> **WHAT IS REQUIRED**: No images are to be carried over; print all other material exactly as it stands.

> **DATA SECTION**:
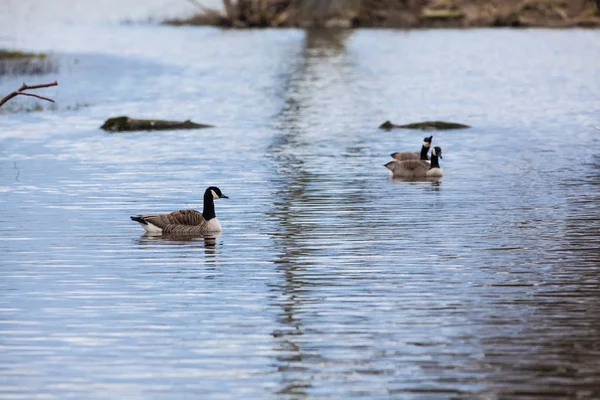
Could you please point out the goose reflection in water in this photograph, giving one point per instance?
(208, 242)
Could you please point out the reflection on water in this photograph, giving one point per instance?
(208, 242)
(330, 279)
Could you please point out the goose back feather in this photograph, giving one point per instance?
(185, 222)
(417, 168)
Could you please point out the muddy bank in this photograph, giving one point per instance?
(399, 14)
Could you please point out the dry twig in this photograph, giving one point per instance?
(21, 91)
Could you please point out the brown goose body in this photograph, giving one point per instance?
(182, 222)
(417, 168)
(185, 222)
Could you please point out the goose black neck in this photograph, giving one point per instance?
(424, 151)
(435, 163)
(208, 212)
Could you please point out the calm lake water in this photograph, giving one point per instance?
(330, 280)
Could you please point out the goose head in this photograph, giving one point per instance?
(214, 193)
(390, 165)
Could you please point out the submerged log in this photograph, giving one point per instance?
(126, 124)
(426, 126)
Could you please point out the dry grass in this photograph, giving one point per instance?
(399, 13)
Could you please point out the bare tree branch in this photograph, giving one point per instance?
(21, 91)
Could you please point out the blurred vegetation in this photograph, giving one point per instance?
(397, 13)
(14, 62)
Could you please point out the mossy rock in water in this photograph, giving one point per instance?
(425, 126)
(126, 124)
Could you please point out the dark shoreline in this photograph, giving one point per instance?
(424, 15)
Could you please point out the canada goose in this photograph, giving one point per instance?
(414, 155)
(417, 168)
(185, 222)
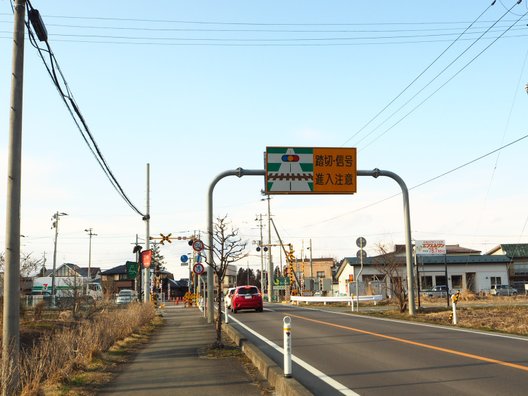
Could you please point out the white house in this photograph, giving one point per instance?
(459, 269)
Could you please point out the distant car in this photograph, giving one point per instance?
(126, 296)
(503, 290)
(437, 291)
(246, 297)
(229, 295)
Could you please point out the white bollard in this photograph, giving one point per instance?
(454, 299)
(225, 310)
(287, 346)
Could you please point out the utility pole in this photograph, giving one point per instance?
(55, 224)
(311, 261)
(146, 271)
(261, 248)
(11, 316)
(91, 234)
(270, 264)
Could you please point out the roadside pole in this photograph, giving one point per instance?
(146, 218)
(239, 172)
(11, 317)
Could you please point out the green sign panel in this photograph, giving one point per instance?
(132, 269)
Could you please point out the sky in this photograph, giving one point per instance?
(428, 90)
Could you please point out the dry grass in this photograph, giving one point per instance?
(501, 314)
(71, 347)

> **PROBLEM SOLUTION**:
Could you please point out the goose reflection in water in this photograph, giving one point per instance?
(208, 242)
Could you please point out the reflection on water in this photograph, giving one point per instance?
(208, 242)
(330, 279)
Could you please point out the goose back feather in this photograph, giving one point per instance?
(185, 222)
(417, 168)
Could you please point out the muddy bank in this photograph, giving one point per instance?
(399, 14)
Could you please point out the dry twig in this photograph, giving one point per instance?
(21, 91)
Could you please point out the brown goose body in this photograph, giving one point per instance?
(182, 222)
(417, 168)
(185, 222)
Could you please point out the goose black neck in this photograph, giving one point per instance?
(424, 151)
(435, 163)
(208, 212)
Could you please point out the calm lake water in this photograph, giving one point per instance?
(330, 280)
Could you please point out the goose head in this photograph, giving one point per instance?
(214, 193)
(390, 165)
Could you please point out the submerged log in this photograph, giving one point per instance?
(126, 124)
(426, 126)
Could you please point out the dry grass in this photograph, giving one point per instance?
(399, 13)
Could you please point out the bare tree branch in this photograph, giving one point per instance?
(21, 91)
Could you please point out the blurred vegetation in this photograph, giving one point per instance?
(397, 13)
(14, 62)
Could you please point out the mossy rock in water in this photograph, giving one point per instance?
(425, 126)
(126, 124)
Could you please point out the dark shoreline in this photograph, giving one point per instance?
(424, 15)
Could you please point out the canada goose in this photograph, giving one point per instance?
(414, 155)
(417, 168)
(185, 222)
Could you please point out the white house in this photograph, giving one point per instance?
(459, 269)
Could you please point out the distant car in this photograph, giving one point per instance?
(126, 296)
(503, 290)
(437, 291)
(246, 297)
(229, 295)
Could you please point out the white bollard in this photograph, giving one point per instance?
(454, 299)
(225, 310)
(287, 346)
Could you please point out the utility pole in this photograph, giving one point per instance?
(55, 224)
(311, 261)
(146, 271)
(261, 248)
(11, 316)
(91, 234)
(270, 264)
Could you please point out the roadside pole in this photograph, giving one point per instance?
(146, 218)
(239, 172)
(11, 317)
Could you please point out the green sign panel in this photograph, giving one point per instance?
(132, 269)
Could you please point out the sky in this photograph, giving one point per instance?
(428, 90)
Could you please point out the dry grass in this photograph, giving one point per instance?
(501, 314)
(71, 347)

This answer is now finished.